# start of Recorded data

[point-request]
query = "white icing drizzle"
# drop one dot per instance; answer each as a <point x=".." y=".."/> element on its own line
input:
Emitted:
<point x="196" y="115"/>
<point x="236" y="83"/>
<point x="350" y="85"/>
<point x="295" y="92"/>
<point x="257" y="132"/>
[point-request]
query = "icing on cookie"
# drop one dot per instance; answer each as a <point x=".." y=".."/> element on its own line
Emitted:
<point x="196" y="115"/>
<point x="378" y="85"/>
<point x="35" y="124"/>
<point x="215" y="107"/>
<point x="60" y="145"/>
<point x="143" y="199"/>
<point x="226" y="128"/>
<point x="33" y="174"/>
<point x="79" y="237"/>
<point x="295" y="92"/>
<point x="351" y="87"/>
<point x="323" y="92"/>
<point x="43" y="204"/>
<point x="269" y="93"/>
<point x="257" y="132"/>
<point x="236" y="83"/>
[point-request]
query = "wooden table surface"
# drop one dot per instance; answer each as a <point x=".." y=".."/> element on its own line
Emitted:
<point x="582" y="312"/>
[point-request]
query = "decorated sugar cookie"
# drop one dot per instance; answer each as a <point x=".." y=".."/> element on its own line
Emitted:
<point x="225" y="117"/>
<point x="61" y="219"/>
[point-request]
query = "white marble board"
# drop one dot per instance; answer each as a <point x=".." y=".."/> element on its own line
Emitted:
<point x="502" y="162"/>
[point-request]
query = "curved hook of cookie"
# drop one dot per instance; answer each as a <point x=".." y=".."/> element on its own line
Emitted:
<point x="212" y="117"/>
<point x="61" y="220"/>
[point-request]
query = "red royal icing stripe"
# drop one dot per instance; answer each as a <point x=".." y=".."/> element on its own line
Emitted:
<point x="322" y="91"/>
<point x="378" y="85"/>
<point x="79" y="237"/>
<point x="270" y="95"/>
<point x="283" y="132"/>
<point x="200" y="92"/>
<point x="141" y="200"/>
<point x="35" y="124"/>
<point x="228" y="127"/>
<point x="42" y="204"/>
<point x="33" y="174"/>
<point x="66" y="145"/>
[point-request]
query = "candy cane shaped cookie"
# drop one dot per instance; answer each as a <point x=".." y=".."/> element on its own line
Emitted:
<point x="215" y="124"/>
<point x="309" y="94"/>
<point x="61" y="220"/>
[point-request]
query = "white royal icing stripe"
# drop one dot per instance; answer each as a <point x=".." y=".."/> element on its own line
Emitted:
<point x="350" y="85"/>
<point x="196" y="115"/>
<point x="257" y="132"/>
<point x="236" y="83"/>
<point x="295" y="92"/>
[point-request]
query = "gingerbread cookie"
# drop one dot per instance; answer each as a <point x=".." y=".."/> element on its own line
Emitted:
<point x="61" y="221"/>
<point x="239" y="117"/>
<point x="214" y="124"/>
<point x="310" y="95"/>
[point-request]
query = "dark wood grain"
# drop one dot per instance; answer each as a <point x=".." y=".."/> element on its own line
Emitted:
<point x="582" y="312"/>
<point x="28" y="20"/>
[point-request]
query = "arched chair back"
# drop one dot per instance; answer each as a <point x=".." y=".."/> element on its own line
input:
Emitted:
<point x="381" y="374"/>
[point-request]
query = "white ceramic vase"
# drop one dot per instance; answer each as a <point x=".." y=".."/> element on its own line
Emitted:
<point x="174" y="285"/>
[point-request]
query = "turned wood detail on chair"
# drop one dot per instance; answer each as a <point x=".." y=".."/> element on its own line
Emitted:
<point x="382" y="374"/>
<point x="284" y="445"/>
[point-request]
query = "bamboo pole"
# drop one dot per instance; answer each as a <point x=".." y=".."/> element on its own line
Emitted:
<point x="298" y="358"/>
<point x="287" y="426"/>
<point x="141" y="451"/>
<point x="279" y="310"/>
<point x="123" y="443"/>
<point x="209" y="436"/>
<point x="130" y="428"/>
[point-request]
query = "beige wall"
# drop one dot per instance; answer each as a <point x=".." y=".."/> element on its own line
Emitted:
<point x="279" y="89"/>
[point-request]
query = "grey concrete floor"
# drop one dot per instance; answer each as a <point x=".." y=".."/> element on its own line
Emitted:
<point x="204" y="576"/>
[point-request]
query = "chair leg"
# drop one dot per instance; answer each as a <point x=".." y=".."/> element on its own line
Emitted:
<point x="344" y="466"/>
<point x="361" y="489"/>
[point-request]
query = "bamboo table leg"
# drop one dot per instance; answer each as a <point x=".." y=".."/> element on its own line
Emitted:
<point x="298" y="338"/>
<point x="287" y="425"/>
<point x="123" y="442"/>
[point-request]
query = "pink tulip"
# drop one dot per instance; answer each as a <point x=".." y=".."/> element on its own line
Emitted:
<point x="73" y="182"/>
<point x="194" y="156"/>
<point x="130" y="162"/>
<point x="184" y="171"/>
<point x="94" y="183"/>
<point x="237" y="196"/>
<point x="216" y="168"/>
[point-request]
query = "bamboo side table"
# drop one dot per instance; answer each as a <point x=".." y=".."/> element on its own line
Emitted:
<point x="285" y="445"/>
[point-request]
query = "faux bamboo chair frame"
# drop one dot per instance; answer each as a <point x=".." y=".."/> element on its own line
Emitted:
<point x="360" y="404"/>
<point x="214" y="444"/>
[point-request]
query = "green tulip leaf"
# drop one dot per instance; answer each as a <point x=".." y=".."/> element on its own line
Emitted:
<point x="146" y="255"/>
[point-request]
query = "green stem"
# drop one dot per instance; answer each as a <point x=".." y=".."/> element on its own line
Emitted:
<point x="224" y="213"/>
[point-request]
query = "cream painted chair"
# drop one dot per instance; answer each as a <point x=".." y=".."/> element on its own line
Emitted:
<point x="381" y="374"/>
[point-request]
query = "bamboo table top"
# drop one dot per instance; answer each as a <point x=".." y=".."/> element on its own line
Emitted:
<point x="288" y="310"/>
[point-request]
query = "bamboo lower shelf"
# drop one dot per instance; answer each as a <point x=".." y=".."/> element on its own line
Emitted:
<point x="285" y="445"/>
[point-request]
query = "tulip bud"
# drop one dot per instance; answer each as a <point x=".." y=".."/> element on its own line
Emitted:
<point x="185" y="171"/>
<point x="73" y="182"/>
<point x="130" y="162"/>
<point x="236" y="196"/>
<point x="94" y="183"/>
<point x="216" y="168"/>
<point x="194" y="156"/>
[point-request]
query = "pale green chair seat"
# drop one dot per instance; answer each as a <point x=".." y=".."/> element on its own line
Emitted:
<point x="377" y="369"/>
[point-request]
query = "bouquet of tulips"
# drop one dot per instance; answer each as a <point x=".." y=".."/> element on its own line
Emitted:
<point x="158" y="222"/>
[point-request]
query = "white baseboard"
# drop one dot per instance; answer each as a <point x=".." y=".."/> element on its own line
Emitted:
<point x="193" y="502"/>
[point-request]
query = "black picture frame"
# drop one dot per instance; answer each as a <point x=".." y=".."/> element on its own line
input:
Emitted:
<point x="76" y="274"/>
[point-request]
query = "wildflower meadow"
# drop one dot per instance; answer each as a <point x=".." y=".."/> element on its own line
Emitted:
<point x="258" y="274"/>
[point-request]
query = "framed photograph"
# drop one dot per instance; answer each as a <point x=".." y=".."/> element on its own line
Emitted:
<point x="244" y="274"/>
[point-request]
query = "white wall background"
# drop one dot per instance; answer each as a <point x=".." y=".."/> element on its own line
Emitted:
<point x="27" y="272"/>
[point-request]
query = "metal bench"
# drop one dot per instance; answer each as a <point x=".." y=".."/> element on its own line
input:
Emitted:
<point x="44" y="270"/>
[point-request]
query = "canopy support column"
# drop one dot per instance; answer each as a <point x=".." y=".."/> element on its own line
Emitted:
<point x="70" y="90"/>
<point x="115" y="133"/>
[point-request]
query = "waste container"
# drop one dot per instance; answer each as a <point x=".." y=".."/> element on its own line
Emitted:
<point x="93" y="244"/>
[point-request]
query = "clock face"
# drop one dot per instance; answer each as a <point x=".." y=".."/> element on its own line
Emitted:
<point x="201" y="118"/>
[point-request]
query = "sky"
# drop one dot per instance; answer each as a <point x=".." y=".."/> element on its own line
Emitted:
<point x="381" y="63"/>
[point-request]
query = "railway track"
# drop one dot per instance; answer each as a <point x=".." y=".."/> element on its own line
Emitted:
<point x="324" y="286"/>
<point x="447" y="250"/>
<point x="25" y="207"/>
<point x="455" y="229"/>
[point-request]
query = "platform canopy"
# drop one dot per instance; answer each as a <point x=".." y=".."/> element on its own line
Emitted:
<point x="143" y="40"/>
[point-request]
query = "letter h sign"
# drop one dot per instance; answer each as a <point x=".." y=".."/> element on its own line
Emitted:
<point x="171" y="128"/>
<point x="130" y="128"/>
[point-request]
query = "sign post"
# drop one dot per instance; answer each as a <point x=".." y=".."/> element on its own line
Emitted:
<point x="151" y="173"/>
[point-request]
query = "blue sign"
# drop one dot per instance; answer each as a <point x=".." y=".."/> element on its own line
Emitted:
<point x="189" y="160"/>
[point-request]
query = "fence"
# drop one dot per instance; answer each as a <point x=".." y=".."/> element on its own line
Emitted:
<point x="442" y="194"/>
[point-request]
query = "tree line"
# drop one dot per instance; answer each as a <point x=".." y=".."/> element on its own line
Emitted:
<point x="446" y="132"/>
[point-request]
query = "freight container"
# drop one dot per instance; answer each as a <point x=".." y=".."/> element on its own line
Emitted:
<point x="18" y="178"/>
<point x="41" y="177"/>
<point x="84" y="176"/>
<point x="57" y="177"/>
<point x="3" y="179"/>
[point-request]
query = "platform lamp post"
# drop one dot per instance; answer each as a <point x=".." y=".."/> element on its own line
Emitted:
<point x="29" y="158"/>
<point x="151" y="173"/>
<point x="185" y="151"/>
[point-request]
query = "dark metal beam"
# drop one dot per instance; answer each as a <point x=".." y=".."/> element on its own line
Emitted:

# end of Recorded data

- [Requirements]:
Please return every line above that contains the word "canopy", matching case exactly.

- [The result]:
query = "canopy support column"
query = "platform canopy"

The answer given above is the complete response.